Begin

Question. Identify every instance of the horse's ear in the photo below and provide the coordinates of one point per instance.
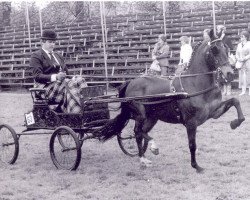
(215, 50)
(211, 34)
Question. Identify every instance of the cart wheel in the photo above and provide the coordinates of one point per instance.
(65, 148)
(9, 145)
(127, 142)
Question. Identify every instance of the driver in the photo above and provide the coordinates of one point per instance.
(49, 71)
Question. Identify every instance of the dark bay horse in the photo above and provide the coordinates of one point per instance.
(204, 100)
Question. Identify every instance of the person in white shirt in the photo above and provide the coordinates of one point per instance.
(185, 54)
(243, 61)
(160, 55)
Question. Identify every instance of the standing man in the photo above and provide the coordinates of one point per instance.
(220, 29)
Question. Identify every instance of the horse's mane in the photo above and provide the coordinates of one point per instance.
(193, 53)
(209, 57)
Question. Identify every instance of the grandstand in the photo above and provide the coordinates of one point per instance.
(130, 42)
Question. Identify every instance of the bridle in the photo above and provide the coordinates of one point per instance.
(217, 73)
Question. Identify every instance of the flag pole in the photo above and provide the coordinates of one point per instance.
(164, 17)
(214, 20)
(28, 22)
(40, 20)
(104, 43)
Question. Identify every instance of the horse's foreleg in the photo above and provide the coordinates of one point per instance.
(139, 138)
(147, 126)
(191, 131)
(224, 107)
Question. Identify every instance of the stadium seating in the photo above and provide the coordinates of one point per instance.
(128, 50)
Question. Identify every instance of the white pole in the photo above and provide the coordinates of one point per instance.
(164, 17)
(104, 22)
(104, 44)
(40, 20)
(214, 22)
(28, 22)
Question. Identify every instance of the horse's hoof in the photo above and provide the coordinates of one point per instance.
(200, 170)
(145, 162)
(154, 151)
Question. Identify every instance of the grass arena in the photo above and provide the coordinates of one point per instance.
(105, 172)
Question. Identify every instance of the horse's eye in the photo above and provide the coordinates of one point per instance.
(215, 50)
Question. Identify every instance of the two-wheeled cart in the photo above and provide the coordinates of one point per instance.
(69, 131)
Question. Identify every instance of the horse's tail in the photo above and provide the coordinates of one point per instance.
(114, 126)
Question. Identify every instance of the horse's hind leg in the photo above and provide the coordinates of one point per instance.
(224, 107)
(191, 131)
(142, 127)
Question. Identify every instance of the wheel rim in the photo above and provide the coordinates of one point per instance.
(8, 144)
(65, 149)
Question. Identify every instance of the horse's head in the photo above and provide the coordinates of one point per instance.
(217, 58)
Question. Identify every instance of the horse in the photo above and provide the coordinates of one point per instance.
(208, 64)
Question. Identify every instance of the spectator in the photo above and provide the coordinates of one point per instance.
(243, 61)
(206, 36)
(185, 54)
(160, 55)
(220, 29)
(50, 72)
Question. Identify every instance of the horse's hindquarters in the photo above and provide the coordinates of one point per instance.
(167, 112)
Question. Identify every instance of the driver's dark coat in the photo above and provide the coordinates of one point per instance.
(43, 66)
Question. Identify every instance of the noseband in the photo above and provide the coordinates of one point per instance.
(216, 74)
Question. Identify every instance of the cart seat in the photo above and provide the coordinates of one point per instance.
(38, 96)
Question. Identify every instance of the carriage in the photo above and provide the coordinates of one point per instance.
(69, 131)
(189, 99)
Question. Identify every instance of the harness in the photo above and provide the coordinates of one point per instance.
(216, 75)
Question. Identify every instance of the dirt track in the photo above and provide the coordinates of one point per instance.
(106, 173)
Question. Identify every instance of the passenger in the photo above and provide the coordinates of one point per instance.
(243, 61)
(220, 30)
(185, 54)
(160, 55)
(49, 71)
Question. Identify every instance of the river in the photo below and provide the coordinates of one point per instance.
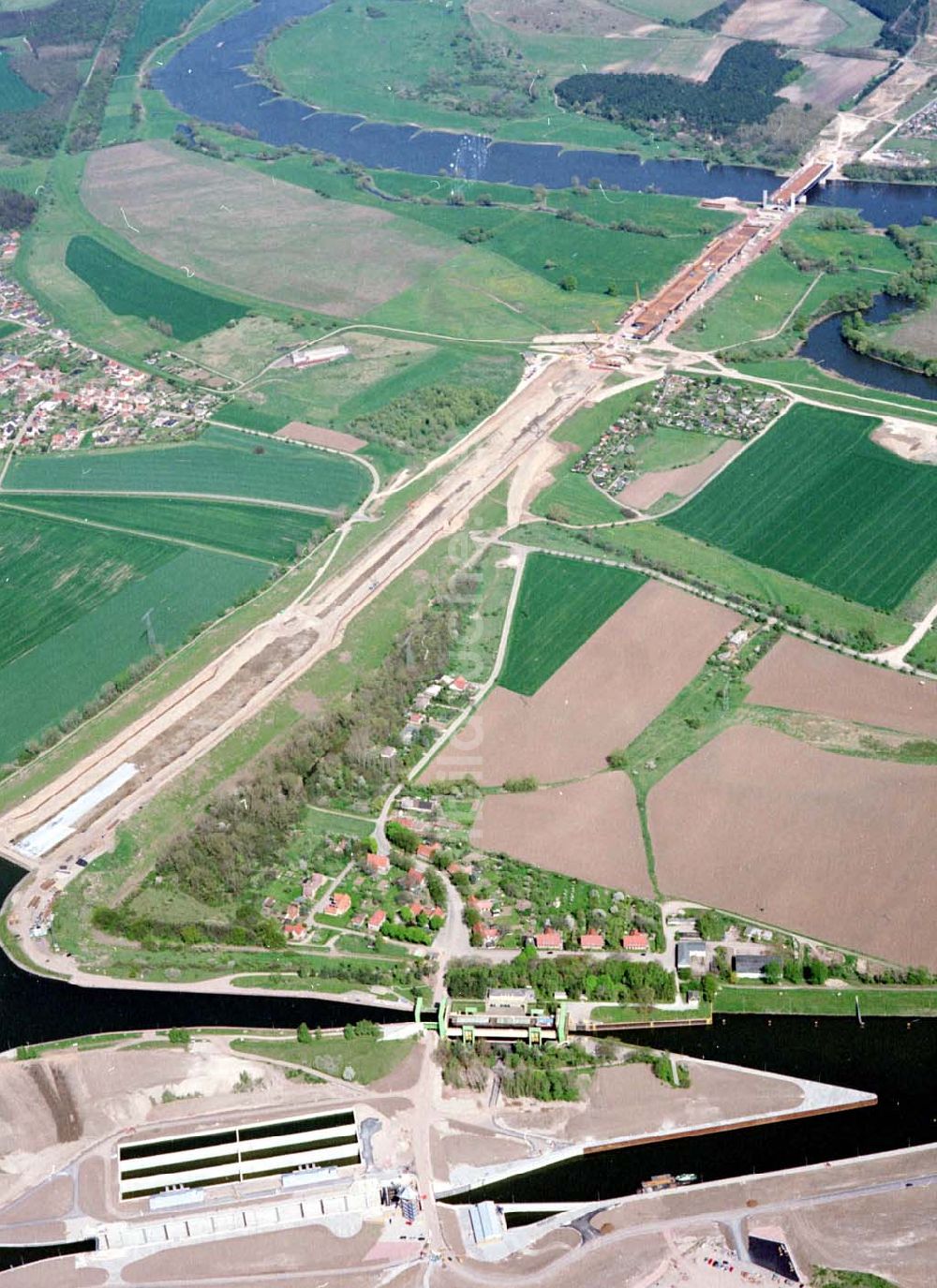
(37, 1009)
(892, 1058)
(208, 80)
(826, 347)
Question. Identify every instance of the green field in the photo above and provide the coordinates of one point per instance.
(126, 289)
(367, 1057)
(761, 301)
(682, 555)
(825, 1001)
(805, 378)
(157, 21)
(16, 96)
(817, 500)
(562, 601)
(222, 463)
(596, 257)
(260, 532)
(75, 615)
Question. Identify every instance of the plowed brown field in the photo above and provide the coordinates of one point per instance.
(802, 676)
(834, 847)
(587, 830)
(600, 700)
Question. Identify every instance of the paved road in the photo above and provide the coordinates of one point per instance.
(539, 406)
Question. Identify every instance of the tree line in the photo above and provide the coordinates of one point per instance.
(741, 90)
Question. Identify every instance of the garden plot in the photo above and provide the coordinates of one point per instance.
(614, 686)
(587, 830)
(833, 847)
(800, 676)
(260, 236)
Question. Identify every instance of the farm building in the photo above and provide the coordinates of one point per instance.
(752, 965)
(691, 955)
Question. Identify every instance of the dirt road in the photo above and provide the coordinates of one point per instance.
(198, 718)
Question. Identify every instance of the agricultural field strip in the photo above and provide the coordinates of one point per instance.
(127, 531)
(179, 496)
(576, 598)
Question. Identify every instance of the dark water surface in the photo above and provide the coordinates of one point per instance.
(892, 1058)
(826, 347)
(208, 80)
(37, 1009)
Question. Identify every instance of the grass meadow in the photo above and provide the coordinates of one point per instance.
(16, 96)
(817, 500)
(254, 531)
(220, 463)
(677, 553)
(82, 595)
(126, 289)
(562, 601)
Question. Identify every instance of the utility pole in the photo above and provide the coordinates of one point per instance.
(148, 625)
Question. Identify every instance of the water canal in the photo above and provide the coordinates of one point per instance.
(892, 1058)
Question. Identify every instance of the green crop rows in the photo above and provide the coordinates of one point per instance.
(130, 290)
(817, 500)
(80, 600)
(258, 531)
(158, 20)
(562, 601)
(16, 96)
(222, 463)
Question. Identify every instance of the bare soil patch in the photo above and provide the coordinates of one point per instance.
(628, 1100)
(909, 438)
(274, 1251)
(800, 676)
(693, 57)
(549, 17)
(67, 1275)
(51, 1201)
(891, 1234)
(320, 437)
(829, 81)
(587, 830)
(793, 22)
(600, 700)
(236, 229)
(834, 847)
(680, 481)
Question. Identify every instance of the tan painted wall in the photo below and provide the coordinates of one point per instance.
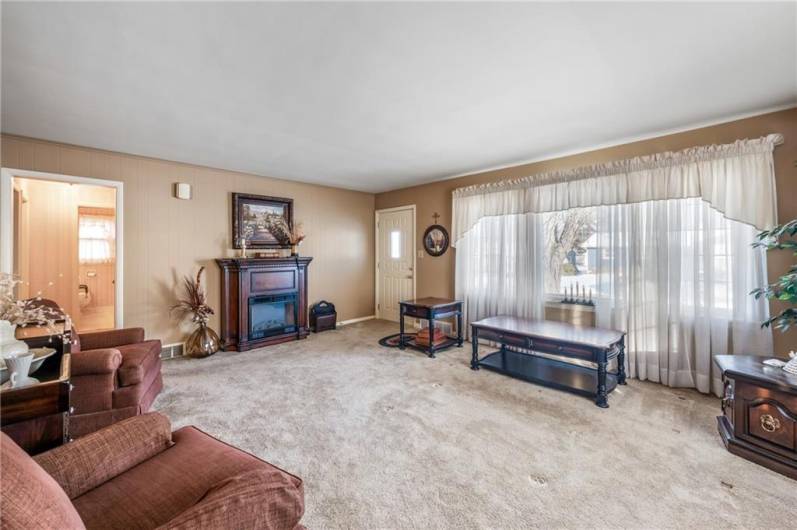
(436, 275)
(166, 238)
(49, 215)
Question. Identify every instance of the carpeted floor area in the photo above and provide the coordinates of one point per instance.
(392, 439)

End

### The request
Render all of the data above as a Markdown table with the columns "Row" and "Line," giving each line its own numbered row. Skip blank lines and leave the pictures out.

### Correct answer
| Row | Line |
|---|---|
| 1 | Question. Identify every instance of the horse's ear in the photo below and provide the coordinates of one point per instance. |
| 2 | (215, 50) |
| 3 | (211, 34) |
| 4 | Question. Identify every instance of the cart wheel in the photo above and provide the coordinates of one point per instance. |
| 5 | (65, 148) |
| 6 | (9, 145) |
| 7 | (127, 142) |
| 8 | Question. Identify every instance of the driver in the photo above and provide the coordinates of one point per instance. |
| 9 | (49, 71) |
| 10 | Question. Identify every instance of the dark bay horse in the photo above and provide the coordinates of one point per instance. |
| 11 | (204, 100) |
| 12 | Question. Identify every instance of the person in white shirt in the photo above and provide the coordinates of one point per instance. |
| 13 | (185, 54) |
| 14 | (243, 61) |
| 15 | (160, 55) |
| 16 | Question. Identify every instance of the standing man in the photo above and provide the coordinates of one point per instance. |
| 17 | (220, 29) |
| 18 | Question. Identify every instance of the horse's mane in the photo above and provide the coordinates of one point per instance. |
| 19 | (193, 53) |
| 20 | (209, 57) |
| 21 | Question. Identify every instance of the grandstand in the photo above and provide the coordinates of one point per instance. |
| 22 | (130, 42) |
| 23 | Question. Identify every instance of the bridle in the photo above and provide the coordinates of one point per instance. |
| 24 | (217, 73) |
| 25 | Question. Identify every instance of the flag pole in the photo above and provide the coordinates of one point per instance. |
| 26 | (164, 17) |
| 27 | (214, 20) |
| 28 | (28, 22) |
| 29 | (40, 20) |
| 30 | (104, 43) |
| 31 | Question. Identify every instance of the horse's foreleg in the photo above and provide the coordinates of one point per instance. |
| 32 | (139, 138) |
| 33 | (147, 126) |
| 34 | (191, 131) |
| 35 | (224, 107) |
| 36 | Question. Identify every instance of the stadium seating in the photo above and provide the coordinates of one point per instance. |
| 37 | (128, 50) |
| 38 | Question. Identify every instance of the white pole in the photo above and provide the coordinates of one point per instance. |
| 39 | (164, 17) |
| 40 | (104, 22) |
| 41 | (104, 44) |
| 42 | (40, 20) |
| 43 | (214, 22) |
| 44 | (28, 22) |
| 45 | Question. Identify every instance of the horse's hoof in the photo above and provide the coordinates of one point per instance. |
| 46 | (200, 170) |
| 47 | (145, 162) |
| 48 | (154, 151) |
| 49 | Question. Identify every instance of the grass arena in the photo above and provide the coordinates of one point per instance. |
| 50 | (105, 172) |
| 51 | Question. Identify every instance of the horse's eye in the photo above and provide the coordinates of one point per instance. |
| 52 | (215, 50) |
| 53 | Question. Identify every instance of the two-wheeled cart in the photo above and provide the coordinates of one point per instance. |
| 54 | (69, 131) |
| 55 | Question. Identify every instance of the horse's tail in the photo above and provide the coordinates of one point per instance. |
| 56 | (114, 126) |
| 57 | Question. Identify every instance of the horse's hind leg in the photo above and provide the coordinates of one point per instance. |
| 58 | (224, 107) |
| 59 | (191, 131) |
| 60 | (142, 127) |
| 61 | Question. Identify every instance of the wheel rim in the photo above and provide the coordinates of one point per instance. |
| 62 | (8, 144) |
| 63 | (65, 149) |
| 64 | Question. Identify every instance of the horse's head in the photo above and provide the coordinates of one point per instance. |
| 65 | (217, 58) |
| 66 | Question. Identify every instance of the horse in the photo above and provide the coordinates of one point per instance. |
| 67 | (208, 64) |
| 68 | Question. Identify every instance of the spectator in the photo above and provide the coordinates of one point per instance. |
| 69 | (243, 61) |
| 70 | (206, 36) |
| 71 | (185, 54) |
| 72 | (160, 55) |
| 73 | (220, 29) |
| 74 | (50, 72) |
| 75 | Question. Identify every instance of the horse's hindquarters in the photo above and provide the coordinates of one point per instance. |
| 76 | (167, 112) |
| 77 | Question. Identify every instance of the driver's dark coat in the photo above and provide the coordinates of one point per instance. |
| 78 | (43, 66) |
| 79 | Question. Identify every instance of the noseband in the photo above and provide the coordinates of one point per instance. |
| 80 | (216, 74) |
| 81 | Question. Identify every instance of the cart seat in the photo above and provide the coordinates of one point per instance. |
| 82 | (38, 96) |
| 83 | Question. Identify every instance of the carriage in the photo above and provide the coordinates of one point per instance. |
| 84 | (69, 131) |
| 85 | (189, 99) |
| 86 | Question. Identify every instance of the harness in the photo above and provide the coordinates of one point per instance. |
| 87 | (216, 75) |
| 88 | Question. Identify every instance of the dirt track in the photo above and provide the coordinates of one point per instance. |
| 89 | (106, 173) |
| 90 | Question. Identify every instance of the passenger in the photo above and provide the coordinates of one point per instance. |
| 91 | (243, 61) |
| 92 | (220, 30) |
| 93 | (185, 54) |
| 94 | (160, 55) |
| 95 | (49, 71) |
| 96 | Question. Identify every instance of the river in the photo below and provide the coordinates of one point per instance. |
| 97 | (37, 1009) |
| 98 | (892, 1058) |
| 99 | (208, 80) |
| 100 | (826, 347) |
| 101 | Question. Identify every instance of the green field in the photo above and provide the coordinates of one point per instance. |
| 102 | (126, 289) |
| 103 | (367, 1057) |
| 104 | (761, 301) |
| 105 | (682, 555) |
| 106 | (825, 1001) |
| 107 | (805, 378) |
| 108 | (157, 21) |
| 109 | (16, 96) |
| 110 | (817, 500) |
| 111 | (562, 601) |
| 112 | (222, 463) |
| 113 | (596, 257) |
| 114 | (260, 532) |
| 115 | (75, 615) |
| 116 | Question. Identify every instance of the plowed brown field in the photo above and provide the coordinates of one point per instance. |
| 117 | (802, 676) |
| 118 | (834, 847) |
| 119 | (587, 830) |
| 120 | (600, 700) |
| 121 | Question. Identify every instance of the paved road in the photo above and provide the coordinates of one point per instance. |
| 122 | (539, 406) |
| 123 | Question. Identify every instance of the tree line in the photo above and provide the coordinates of one point per instance. |
| 124 | (741, 90) |
| 125 | Question. Identify every instance of the garden plot in the photo above and provide the coordinates of one point per instance. |
| 126 | (614, 686) |
| 127 | (587, 830) |
| 128 | (833, 847) |
| 129 | (800, 676) |
| 130 | (260, 236) |
| 131 | Question. Identify every instance of the farm building in the photo above and provide the coordinates of one point per instance. |
| 132 | (752, 965) |
| 133 | (691, 955) |
| 134 | Question. Identify every instance of the dirt road in the photo above and provide the coordinates of one point per instance. |
| 135 | (198, 718) |
| 136 | Question. Identify every instance of the agricultural field strip in the photo above and provide the coordinates of one point per instance. |
| 137 | (127, 531) |
| 138 | (179, 496) |
| 139 | (576, 598) |
| 140 | Question. Identify every instance of the dark water surface in the photo above and provide the coordinates of one point per instance. |
| 141 | (892, 1058) |
| 142 | (826, 347) |
| 143 | (208, 80) |
| 144 | (37, 1009) |
| 145 | Question. Identify every instance of the grass meadow in the photo above and provide the coordinates of one point per instance. |
| 146 | (16, 96) |
| 147 | (817, 500) |
| 148 | (254, 531) |
| 149 | (220, 463) |
| 150 | (677, 553) |
| 151 | (82, 595) |
| 152 | (126, 289) |
| 153 | (562, 601) |
| 154 | Question. Identify every instance of the utility pole in the photo above and provide the coordinates of one point per instance. |
| 155 | (148, 625) |
| 156 | Question. Identify every instance of the water canal in the photo above and provide the coordinates of one point per instance. |
| 157 | (892, 1058) |
| 158 | Question. Identify every instance of the green crop rows in the photo above and provide the coordinates of one point per instance. |
| 159 | (130, 290) |
| 160 | (817, 500) |
| 161 | (80, 600) |
| 162 | (258, 531) |
| 163 | (158, 20) |
| 164 | (562, 601) |
| 165 | (16, 96) |
| 166 | (222, 463) |
| 167 | Question. Identify every instance of the bare soil patch in the photo above and provide the coordinates of one point per instance. |
| 168 | (628, 1100) |
| 169 | (909, 438) |
| 170 | (274, 1251) |
| 171 | (800, 676) |
| 172 | (693, 57) |
| 173 | (549, 17) |
| 174 | (67, 1275) |
| 175 | (51, 1201) |
| 176 | (891, 1234) |
| 177 | (320, 437) |
| 178 | (829, 81) |
| 179 | (587, 830) |
| 180 | (793, 22) |
| 181 | (600, 700) |
| 182 | (236, 229) |
| 183 | (834, 847) |
| 184 | (680, 481) |
| 185 | Question. Identify every instance of the tan painted wall in the photo below and provide the coordinates of one point per instance. |
| 186 | (436, 275) |
| 187 | (166, 238) |
| 188 | (49, 215) |
| 189 | Question. Identify every instance of the carpeted floor area in the photo above and provide the coordinates of one point per instance. |
| 190 | (392, 439) |